>> begin

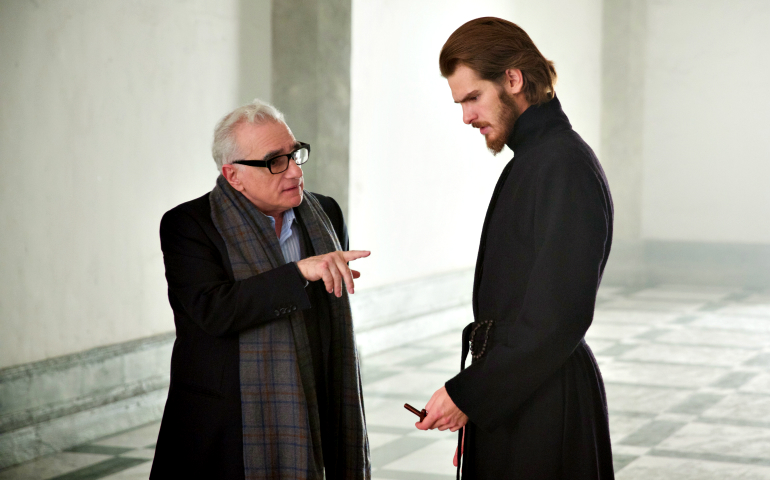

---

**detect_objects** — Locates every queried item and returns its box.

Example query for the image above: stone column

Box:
[272,0,351,215]
[601,0,647,285]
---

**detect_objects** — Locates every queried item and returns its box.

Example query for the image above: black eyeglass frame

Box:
[233,142,310,175]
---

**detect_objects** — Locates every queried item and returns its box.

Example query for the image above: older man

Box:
[417,17,614,480]
[151,100,370,479]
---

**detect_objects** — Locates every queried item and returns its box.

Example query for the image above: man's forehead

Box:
[236,122,297,158]
[447,65,484,102]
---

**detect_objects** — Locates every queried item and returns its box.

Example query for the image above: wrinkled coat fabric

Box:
[446,98,614,480]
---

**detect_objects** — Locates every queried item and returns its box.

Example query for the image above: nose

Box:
[286,160,302,178]
[463,104,476,125]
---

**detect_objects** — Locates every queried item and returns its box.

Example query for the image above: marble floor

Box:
[0,285,770,480]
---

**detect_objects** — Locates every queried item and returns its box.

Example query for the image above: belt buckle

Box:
[468,320,495,360]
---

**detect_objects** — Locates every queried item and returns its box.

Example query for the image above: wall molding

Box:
[604,240,770,289]
[0,332,175,469]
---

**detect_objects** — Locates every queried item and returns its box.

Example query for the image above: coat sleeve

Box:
[446,154,611,431]
[160,209,310,336]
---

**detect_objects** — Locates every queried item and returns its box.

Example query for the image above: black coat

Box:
[151,194,348,479]
[446,98,613,480]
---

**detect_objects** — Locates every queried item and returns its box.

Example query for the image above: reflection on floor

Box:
[0,286,770,480]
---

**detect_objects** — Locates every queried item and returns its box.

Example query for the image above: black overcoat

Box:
[446,98,613,480]
[150,193,348,480]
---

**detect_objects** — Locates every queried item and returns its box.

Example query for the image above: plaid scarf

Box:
[210,175,371,480]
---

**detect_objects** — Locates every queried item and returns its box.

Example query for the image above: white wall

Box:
[0,0,270,367]
[642,0,770,244]
[349,0,601,288]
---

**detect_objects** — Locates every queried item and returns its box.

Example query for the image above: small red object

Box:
[404,403,428,422]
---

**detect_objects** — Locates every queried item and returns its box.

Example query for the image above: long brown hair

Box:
[438,17,556,105]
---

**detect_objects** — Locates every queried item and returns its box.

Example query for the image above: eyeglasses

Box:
[233,142,310,174]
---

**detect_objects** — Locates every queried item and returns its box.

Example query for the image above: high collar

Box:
[505,95,572,152]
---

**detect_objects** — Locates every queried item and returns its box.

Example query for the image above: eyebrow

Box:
[262,140,301,161]
[455,90,481,103]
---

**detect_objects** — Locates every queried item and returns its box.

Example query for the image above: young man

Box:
[150,100,371,480]
[417,18,614,480]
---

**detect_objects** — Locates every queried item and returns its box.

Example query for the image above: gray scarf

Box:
[210,175,371,480]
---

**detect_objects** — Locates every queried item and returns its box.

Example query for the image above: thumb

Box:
[342,250,372,262]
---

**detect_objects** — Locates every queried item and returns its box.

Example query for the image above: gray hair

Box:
[211,98,288,172]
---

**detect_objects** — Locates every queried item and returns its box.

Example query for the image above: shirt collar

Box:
[260,208,297,242]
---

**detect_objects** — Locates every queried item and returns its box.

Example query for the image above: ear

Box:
[222,164,243,192]
[503,68,524,95]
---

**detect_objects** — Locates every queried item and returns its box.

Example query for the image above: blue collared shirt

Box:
[266,208,302,263]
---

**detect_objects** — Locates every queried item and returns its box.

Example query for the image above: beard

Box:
[484,88,521,155]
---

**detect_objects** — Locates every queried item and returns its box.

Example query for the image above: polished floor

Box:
[0,285,770,480]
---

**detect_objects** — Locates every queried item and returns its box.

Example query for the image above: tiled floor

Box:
[6,286,770,480]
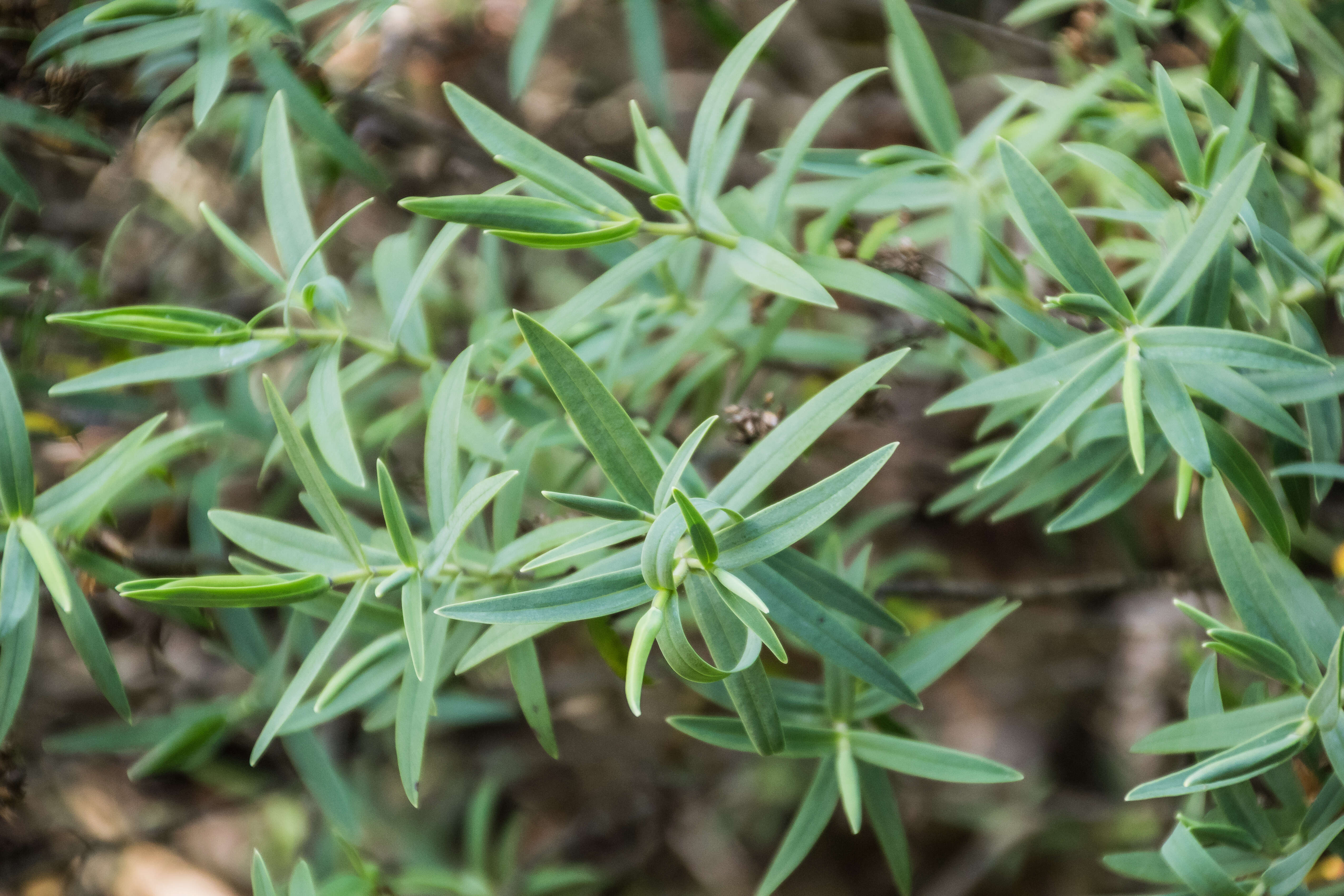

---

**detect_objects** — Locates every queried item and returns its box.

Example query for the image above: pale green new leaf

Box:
[262,375,368,568]
[308,340,364,489]
[513,312,663,510]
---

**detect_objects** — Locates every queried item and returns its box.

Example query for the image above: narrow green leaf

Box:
[656,415,719,519]
[755,759,840,896]
[378,459,419,567]
[435,567,653,623]
[504,638,561,759]
[684,0,793,216]
[1175,364,1306,447]
[1142,359,1214,477]
[50,561,130,721]
[402,572,425,678]
[198,203,285,289]
[685,567,786,756]
[47,339,290,396]
[622,0,672,124]
[1130,694,1306,754]
[710,349,909,510]
[1199,414,1292,553]
[308,340,364,489]
[1134,327,1332,371]
[742,564,921,707]
[849,731,1021,785]
[395,591,457,806]
[1137,145,1263,326]
[1161,822,1245,896]
[765,66,887,232]
[249,579,370,766]
[977,343,1125,489]
[1203,475,1316,677]
[882,0,961,156]
[728,236,836,308]
[425,470,518,578]
[262,375,368,568]
[0,596,38,740]
[859,762,911,896]
[718,442,897,569]
[1122,348,1145,473]
[191,9,230,128]
[508,0,555,99]
[513,312,663,510]
[444,85,639,218]
[999,138,1134,320]
[1153,62,1203,184]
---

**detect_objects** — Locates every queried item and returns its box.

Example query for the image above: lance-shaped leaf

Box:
[1153,62,1203,184]
[425,345,472,532]
[1204,629,1302,688]
[692,569,789,662]
[0,596,38,740]
[1306,631,1344,731]
[882,0,961,156]
[765,549,906,634]
[668,716,837,759]
[685,575,785,756]
[1199,414,1289,553]
[308,340,364,489]
[718,442,897,569]
[542,492,644,520]
[728,236,836,308]
[47,305,251,345]
[394,588,466,806]
[925,330,1121,415]
[1138,147,1263,332]
[402,572,425,678]
[684,0,793,215]
[1130,694,1306,754]
[15,520,75,612]
[1125,721,1311,801]
[513,312,663,510]
[710,349,909,510]
[1163,822,1246,896]
[1203,475,1318,678]
[444,85,637,218]
[378,459,419,567]
[1142,359,1214,477]
[741,563,921,707]
[521,520,649,572]
[435,567,653,623]
[656,415,719,510]
[398,195,610,234]
[859,762,911,896]
[0,525,38,638]
[425,470,518,578]
[504,638,561,759]
[49,556,130,721]
[672,489,719,569]
[999,138,1134,320]
[208,510,397,576]
[977,343,1125,489]
[117,572,331,607]
[1175,364,1306,447]
[849,731,1021,785]
[249,579,370,766]
[758,763,840,896]
[765,67,887,232]
[262,375,368,568]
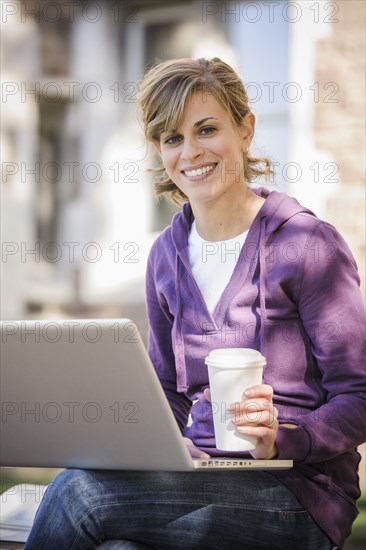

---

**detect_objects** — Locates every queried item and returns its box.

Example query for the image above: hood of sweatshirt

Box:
[171,187,315,392]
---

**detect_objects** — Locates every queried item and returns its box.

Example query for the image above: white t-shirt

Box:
[188,220,249,312]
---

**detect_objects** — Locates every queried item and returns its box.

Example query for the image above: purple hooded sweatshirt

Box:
[146,188,366,548]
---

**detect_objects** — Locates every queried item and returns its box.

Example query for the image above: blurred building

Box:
[1,0,365,338]
[1,0,365,500]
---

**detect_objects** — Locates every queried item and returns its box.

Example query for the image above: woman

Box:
[26,58,366,550]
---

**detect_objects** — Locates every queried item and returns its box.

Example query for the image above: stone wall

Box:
[314,0,366,297]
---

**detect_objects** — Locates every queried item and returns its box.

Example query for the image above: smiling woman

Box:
[26,58,366,550]
[139,58,273,209]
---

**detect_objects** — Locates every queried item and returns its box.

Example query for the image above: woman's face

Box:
[156,92,255,209]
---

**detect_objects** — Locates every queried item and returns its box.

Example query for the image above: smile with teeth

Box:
[183,164,216,177]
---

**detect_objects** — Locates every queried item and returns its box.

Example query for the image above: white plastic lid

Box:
[205,348,266,368]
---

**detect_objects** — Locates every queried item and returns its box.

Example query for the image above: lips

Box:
[182,163,217,178]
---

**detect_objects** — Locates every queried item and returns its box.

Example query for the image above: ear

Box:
[242,111,256,151]
[152,140,161,157]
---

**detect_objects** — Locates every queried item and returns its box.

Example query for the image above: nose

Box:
[181,136,203,161]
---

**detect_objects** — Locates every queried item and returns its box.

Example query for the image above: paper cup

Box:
[205,348,266,451]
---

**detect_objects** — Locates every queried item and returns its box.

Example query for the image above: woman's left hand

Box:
[204,384,278,460]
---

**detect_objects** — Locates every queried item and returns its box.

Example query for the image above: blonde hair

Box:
[138,57,274,204]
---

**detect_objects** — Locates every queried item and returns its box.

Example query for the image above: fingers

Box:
[203,388,211,402]
[229,399,278,428]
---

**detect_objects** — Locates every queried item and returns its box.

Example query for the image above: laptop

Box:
[0,319,292,471]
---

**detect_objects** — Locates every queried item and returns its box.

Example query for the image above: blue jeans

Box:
[25,470,333,550]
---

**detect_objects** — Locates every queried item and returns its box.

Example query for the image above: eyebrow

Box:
[162,116,218,134]
[194,116,218,126]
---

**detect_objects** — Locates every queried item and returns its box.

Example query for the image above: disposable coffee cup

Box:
[205,348,266,451]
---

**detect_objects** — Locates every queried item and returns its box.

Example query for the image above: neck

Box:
[191,186,265,241]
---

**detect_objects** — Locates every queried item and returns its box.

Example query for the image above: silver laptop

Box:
[0,319,292,471]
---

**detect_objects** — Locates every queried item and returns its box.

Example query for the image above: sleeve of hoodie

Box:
[146,241,192,433]
[277,221,366,463]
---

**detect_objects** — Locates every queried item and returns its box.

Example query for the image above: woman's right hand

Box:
[183,437,211,458]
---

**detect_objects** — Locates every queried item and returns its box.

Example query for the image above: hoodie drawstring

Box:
[174,254,188,392]
[258,218,267,357]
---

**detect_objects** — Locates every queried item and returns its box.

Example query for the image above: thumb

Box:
[203,388,211,402]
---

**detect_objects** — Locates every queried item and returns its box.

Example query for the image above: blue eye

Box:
[200,126,216,135]
[164,135,182,145]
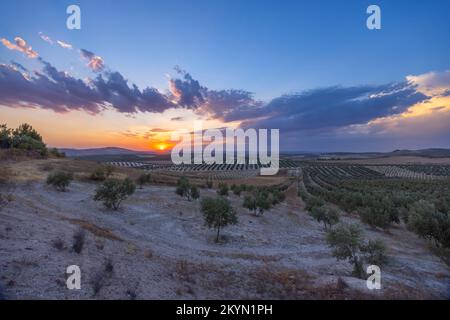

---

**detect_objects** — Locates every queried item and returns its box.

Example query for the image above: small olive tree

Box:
[136,173,152,189]
[217,182,229,196]
[201,197,238,242]
[242,195,258,215]
[47,171,73,192]
[94,178,136,210]
[310,205,339,230]
[327,223,387,278]
[175,177,194,201]
[190,186,200,200]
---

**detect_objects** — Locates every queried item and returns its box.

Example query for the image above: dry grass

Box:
[63,218,123,241]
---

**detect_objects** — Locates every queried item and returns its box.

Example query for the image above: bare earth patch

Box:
[0,159,450,299]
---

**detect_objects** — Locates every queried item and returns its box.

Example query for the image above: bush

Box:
[231,185,242,197]
[190,186,200,200]
[304,196,325,211]
[358,206,391,229]
[217,182,228,197]
[94,178,136,210]
[201,197,238,242]
[137,173,152,189]
[47,171,73,191]
[408,200,450,248]
[256,192,272,215]
[72,229,86,254]
[242,195,257,215]
[90,164,115,181]
[0,124,12,149]
[175,177,194,201]
[360,239,387,266]
[327,223,387,278]
[310,205,339,230]
[48,148,66,158]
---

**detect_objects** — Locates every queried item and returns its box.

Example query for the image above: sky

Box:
[0,0,450,152]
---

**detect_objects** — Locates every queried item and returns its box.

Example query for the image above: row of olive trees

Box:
[299,182,387,278]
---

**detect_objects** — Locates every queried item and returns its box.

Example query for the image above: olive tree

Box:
[47,171,73,191]
[310,205,339,230]
[327,223,387,278]
[175,177,196,201]
[201,197,238,242]
[136,173,151,189]
[94,178,136,210]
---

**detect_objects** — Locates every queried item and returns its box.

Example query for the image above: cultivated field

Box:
[0,159,450,299]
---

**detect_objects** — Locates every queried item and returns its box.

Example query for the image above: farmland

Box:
[0,156,450,299]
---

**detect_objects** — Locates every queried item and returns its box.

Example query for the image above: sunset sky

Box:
[0,0,450,151]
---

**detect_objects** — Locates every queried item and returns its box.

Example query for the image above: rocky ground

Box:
[0,162,450,299]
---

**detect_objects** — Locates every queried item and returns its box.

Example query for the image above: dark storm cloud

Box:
[234,82,428,131]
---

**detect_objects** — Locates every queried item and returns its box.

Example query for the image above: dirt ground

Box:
[0,163,450,299]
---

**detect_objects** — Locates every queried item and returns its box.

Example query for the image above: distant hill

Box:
[321,148,450,159]
[58,147,154,157]
[387,148,450,158]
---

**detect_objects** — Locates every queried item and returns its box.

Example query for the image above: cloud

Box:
[0,37,39,59]
[39,32,53,45]
[80,49,105,72]
[406,70,450,95]
[150,128,171,133]
[56,40,72,49]
[169,67,204,108]
[235,82,428,132]
[0,58,176,114]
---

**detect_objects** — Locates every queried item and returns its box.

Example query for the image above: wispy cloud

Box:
[80,49,105,72]
[56,40,73,49]
[0,37,39,59]
[39,32,53,45]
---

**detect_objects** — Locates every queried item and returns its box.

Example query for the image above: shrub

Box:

>> end

# [Exercise directions]
Count the lines of the data above that contain the string "hoodie", treating case as significant. Reply with the number alone.

# [Written reply]
2